======== Information provided

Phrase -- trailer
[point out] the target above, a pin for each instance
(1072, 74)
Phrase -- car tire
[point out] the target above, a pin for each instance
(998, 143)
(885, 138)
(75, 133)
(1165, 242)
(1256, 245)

================

▶ **Activity**
Write the data out once more. Keep every word the same.

▶ **Task answer**
Phrase -- trailer
[point out] the target above, a pin for each instance
(1072, 74)
Phrase -- car tire
[point out] the target above, a pin for each instance
(998, 143)
(885, 138)
(75, 133)
(1165, 242)
(1256, 245)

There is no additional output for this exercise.